• _Problem to work on_:
Nothing in the data may be altered; copy it all exactly.

┌─ Given data

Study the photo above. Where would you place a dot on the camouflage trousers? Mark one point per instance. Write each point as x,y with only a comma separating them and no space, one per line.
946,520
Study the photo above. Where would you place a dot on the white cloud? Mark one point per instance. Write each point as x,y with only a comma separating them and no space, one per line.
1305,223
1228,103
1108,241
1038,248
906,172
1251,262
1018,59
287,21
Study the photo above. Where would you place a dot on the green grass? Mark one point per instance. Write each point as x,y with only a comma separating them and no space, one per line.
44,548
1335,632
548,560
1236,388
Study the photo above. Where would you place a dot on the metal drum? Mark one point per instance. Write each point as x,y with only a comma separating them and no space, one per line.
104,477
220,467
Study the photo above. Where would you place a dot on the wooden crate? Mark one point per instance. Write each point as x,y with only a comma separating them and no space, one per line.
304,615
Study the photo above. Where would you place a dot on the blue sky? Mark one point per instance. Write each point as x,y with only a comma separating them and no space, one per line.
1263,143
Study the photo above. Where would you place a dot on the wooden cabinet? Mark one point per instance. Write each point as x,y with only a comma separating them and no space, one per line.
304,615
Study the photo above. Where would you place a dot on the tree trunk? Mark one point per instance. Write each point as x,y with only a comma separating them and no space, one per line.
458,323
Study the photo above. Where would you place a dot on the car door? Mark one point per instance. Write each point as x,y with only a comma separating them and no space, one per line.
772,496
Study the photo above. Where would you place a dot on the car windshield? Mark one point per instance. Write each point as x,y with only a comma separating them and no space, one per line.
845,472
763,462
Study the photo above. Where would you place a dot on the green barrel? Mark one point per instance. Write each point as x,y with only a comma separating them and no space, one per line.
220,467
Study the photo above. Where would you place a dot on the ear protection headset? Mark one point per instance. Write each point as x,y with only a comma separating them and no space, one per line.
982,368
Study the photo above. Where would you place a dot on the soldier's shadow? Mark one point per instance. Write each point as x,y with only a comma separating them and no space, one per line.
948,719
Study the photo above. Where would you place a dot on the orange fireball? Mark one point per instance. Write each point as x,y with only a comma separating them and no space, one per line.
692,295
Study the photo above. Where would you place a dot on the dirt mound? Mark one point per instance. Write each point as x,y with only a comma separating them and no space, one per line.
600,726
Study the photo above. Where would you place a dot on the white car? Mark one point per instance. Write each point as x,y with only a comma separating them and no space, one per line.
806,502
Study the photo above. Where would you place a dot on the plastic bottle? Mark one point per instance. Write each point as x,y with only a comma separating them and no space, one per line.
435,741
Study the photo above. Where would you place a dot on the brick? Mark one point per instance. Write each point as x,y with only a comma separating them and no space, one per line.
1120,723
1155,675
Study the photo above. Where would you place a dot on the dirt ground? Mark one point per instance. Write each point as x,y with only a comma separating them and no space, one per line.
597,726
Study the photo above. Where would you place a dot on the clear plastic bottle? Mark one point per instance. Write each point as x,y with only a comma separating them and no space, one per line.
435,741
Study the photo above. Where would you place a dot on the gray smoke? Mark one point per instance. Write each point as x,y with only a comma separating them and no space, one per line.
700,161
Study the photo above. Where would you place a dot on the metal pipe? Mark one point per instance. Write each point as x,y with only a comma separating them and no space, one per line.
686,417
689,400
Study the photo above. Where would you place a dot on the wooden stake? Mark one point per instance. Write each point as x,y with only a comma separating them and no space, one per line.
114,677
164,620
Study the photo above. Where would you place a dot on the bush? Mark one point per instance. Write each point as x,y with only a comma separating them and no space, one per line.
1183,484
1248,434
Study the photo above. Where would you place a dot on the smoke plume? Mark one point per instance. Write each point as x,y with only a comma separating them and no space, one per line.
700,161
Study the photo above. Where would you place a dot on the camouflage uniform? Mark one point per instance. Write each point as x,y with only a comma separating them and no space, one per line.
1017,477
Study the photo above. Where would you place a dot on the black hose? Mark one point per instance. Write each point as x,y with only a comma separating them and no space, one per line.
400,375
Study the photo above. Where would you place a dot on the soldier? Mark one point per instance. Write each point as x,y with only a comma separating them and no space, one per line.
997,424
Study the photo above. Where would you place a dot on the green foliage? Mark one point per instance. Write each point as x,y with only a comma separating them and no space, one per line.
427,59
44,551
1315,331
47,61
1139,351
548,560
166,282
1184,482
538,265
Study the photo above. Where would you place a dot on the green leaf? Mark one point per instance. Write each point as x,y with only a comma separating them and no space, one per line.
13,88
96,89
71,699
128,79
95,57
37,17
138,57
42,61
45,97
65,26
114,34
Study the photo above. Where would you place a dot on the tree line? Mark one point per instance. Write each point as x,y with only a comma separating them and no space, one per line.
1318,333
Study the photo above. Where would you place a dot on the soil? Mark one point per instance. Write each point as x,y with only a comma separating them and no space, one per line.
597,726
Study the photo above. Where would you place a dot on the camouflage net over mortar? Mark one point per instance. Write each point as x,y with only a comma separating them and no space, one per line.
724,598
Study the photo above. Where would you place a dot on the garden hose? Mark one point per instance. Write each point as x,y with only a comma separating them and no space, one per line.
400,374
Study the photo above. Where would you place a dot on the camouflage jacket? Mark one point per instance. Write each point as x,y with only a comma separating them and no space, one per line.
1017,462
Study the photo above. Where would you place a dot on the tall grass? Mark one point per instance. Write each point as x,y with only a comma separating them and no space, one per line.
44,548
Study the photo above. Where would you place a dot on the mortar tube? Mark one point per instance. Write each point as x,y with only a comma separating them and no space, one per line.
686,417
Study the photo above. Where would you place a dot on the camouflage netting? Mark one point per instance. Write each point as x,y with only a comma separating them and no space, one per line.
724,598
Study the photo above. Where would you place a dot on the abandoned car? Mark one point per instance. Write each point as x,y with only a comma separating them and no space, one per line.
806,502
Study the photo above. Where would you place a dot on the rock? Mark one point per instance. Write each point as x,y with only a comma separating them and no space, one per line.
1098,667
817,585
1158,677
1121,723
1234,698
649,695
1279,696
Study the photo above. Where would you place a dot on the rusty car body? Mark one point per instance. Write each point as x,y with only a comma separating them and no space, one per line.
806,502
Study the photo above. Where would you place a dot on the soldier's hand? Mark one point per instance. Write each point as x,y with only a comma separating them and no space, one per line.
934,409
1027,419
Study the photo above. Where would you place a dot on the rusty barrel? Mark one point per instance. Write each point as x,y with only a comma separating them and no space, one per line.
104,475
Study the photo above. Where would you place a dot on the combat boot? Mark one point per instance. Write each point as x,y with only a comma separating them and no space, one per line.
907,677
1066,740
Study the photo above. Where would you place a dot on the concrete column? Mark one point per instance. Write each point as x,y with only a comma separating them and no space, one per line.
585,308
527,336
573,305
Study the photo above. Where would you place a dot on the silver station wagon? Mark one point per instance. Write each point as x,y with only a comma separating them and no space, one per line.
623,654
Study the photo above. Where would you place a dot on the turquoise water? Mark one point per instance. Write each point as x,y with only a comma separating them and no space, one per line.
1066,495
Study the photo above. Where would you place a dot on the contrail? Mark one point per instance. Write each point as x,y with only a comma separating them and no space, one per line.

└─

• _Solution to this task_:
Study the photo above. Where would you place a dot on the camouflage trousers? Mark one point per instance. Write each point as x,y with only a comma separating them and no space, one per line.
946,520
Study the photo above. Where would you place a dot on the white cloud? Mark one point per instance. Write each point as x,y with only a comma separating them and no space, one per line.
1305,223
1228,103
1108,241
1038,248
906,172
1251,262
1018,59
287,21
Study the photo above. Where would you place a dot on the green grass? Mark one point per instance. Write each point as x,y with only a comma separating them and no space, one per line.
44,548
1335,632
548,560
1236,388
Study the photo above. Where would you place a dot on the metal drum? Mark one point per instance. Write each point as x,y with only a comma separating them and no space, one per line.
104,477
220,467
Study the photo above. Where would you place a dot on the wooden crate? Mark one point per instance. Write each point as x,y with only a comma separating them and no space, one per line.
304,615
Study the photo above. Where would you place a dot on the blue sky? Mark one point per instance. Write each point as x,y with only a comma separating them and no space, one per line.
1263,143
Study the photo above. Where would you place a dot on the wooden cabinet? Mark one point per instance. Write each point as x,y with only a comma separating them and no space, one per line.
304,615
Study the photo above. Where would you place a dot on the tree trunk? Mark one point per instance. Write each point as x,y with only a comma separating them and no space, one per line.
458,323
Study the photo above. Where would you place a dot on the car door? Mark one point per instance. Write each point as x,y with only a comma separating them and no space, one per line.
772,496
Study the photo above. Where would you place a dot on the car windshield? Mark one point per instance. Write each point as x,y with only a comma separating them and no space, one per line.
845,472
763,462
Study the photo above. Where would you place a dot on the green barrel? Mark one point per instance. Write each point as x,y with only a comma separating them and no space, one per line.
220,467
Study the photo above. Where would you place a dot on the ear protection headset? Mark one point per instance. Write each point as x,y with only a comma separating them and no space, one per line.
982,368
Study the photo above. Where would you place a dot on the soldier's shadow? Mark one point per instance. Write each point as x,y with only a comma separating them and no space, one per line.
948,719
Study the photo above. Where would you place a dot on the orange fireball? Mark one point per instance. Write each point as x,y with only a comma separating them and no space, one per line.
692,295
Study the photo above. Where would you place a dot on the dirt mound? Mark one point per instance. Write each point as x,y with only a comma separating them and no space, one per line.
600,726
Study the photo above. Where would you place a dot on the white car? Mark one point per instance. Write each point as x,y with only a comma separating them and no space, one per line.
806,502
Study the photo above. Where would you place a dot on the plastic bottle? Mark one point per instance. Write each point as x,y with only a comma separating them and no space, one per line.
435,741
Study the photo above. Where would you place a dot on the brick? Mark one point per instance. Write each point as x,y with only a comma separating them and no space, one per line.
1120,723
1155,675
Study the photo above. Where would you place a dot on the dirt ground? Mark one point per instance. Write each point as x,y with only a comma separating them and no space, one per line.
597,726
Study the photo above. Where would you place a dot on the clear plastic bottle? Mark one point per instance. Write each point as x,y with only a comma separating them and no space, one per line.
435,741
Study the photo above. Where would you place a dot on the gray smoke? Mark one point per instance. Write each point as x,y with only a comma separating them and no space, one per line.
700,161
Study the photo above. Where would you place a dot on the metal pipe? Mark one point per instance. Write each point as x,y with only a comma separating them and no space, one per line.
686,417
689,400
Study the photo above. Where would you place a dot on the wooden stake? Mark one point per instance. Write each point as x,y with only a comma separating them and no space, one per line.
114,677
164,620
Study the photo above. Where would you place a dot on the bush? Mark one point per instance. Write each point as x,y with only a comma separating them and no space, one per line.
1183,484
1248,434
Study the photo above. Where would you place a dot on the smoke plume? Mark one point per instance. Write each point as x,y with only a comma separating them and no space, one per line.
700,161
Study the photo above. Where would you place a dot on the camouflage uniform? Mark one point per instance. Write each point as x,y with only a comma separating them and no space, one per line.
1017,477
Study the photo above. Where would you place a dot on the black hose? Mark one point per instance. Write each point as x,y with only a comma separating them and no space, one per line.
400,375
Study the photo above. Where would you place a dot on the soldier? Mark one point per instance. Write each point as x,y with only a comma separating them and no space, one per line.
997,424
Study the photo above. Where would you place a dot on the green foliage? Mark one point per instance. Write each point as x,y with only a comma separating them and no space, one per line.
427,59
44,551
1315,331
47,61
1139,351
548,560
166,282
1184,482
538,265
Study the photo above. Where would you place a dot on the green leaf? Mark one point per instance. Write each point as x,y with only a comma separating them and no space, one per line.
13,88
96,89
71,699
128,79
95,57
37,17
138,57
42,61
45,97
65,26
114,34
Study the photo above. Where would you place a dot on the tree line? Mark one point per instance. Write each point as x,y with only a comma separating them and no space, one per line.
1318,333
Study the photo above. Where would you place a dot on the soil? Mark one point per instance. Write each point as x,y with only a comma separating them and no space, one per line.
597,726
Study the photo above. Where would you place a dot on the camouflage net over mortar? Mark one point per instance. Write each point as x,y with only a comma separating them and no space, one per line.
724,598
Study the photo above. Where would you place a dot on the garden hose? Mark one point per instance. Write each point as x,y with only a comma separating them and no space, one per line.
400,374
Study the photo above. Where would you place a dot on the camouflage jacket? Mark one point per instance. Write each point as x,y with only a comma separating them and no space, one per line.
1017,462
Study the photo above. Where would you place a dot on the tall grass? Mark one point per instance. Write each point as x,y with only a comma separating them and no space, one per line.
44,548
Study the photo above. Where would you place a dot on the mortar tube? Mark one point per instance. Write each point as x,y with only a comma separating them and no space, one per line.
686,417
Study the photo above. Where would you place a dot on the camouflage netting? Mark one point per instance. Write each point as x,y with only a comma separating them and no space, one per line.
724,598
Study the photo above. Where would you place a dot on the abandoned car? Mark one point per instance. Write each point as x,y with only a comma separating them and no space, one per line.
806,502
Study the photo above. Where would you place a dot on the rock? Mark one point per instance. Write each point as x,y with only a comma separating them and no space, one per line.
1098,667
817,585
1158,677
1121,723
1234,698
649,695
1279,696
Study the photo above. Where would you place a dot on the rusty car body? Mark one point per instance. Write each point as x,y with only a comma separating them and no space, one per line.
806,502
Study the photo above. Where would you place a dot on the soldier's hand? Mark one point per instance. Write each point as x,y with only a comma separating them and no space, one per line.
934,409
1027,419
Study the photo above. Where would you place a dot on the rusty barrel? Mark one point per instance. Write each point as x,y with only a comma separating them and no space, one per line.
104,475
Study the photo above. Where would you place a dot on the combat boot? Mark one point per instance. Write each point as x,y with only a comma separating them and no space, one per line.
907,677
1066,740
Study the photo above. Where would you place a dot on the concrete column? Mark one point per instance. Write each point as x,y with only a comma separating them and no space, one per line.
585,308
527,336
573,305
Study the photo above. Where would you place a dot on the silver station wagon? Mark one point per instance. Write each point as x,y with only a comma separating them and no space, one per line.
623,654
Study the photo above. Where would you place a dot on the turquoise water? Mark one point per instance. Write each point as x,y with only a comma separating them and no space, one per line.
1066,495
Study the photo above. Where would you place a dot on the contrail? Mark one point per instance. Write each point as x,y with only a comma separating them and no space, one per line.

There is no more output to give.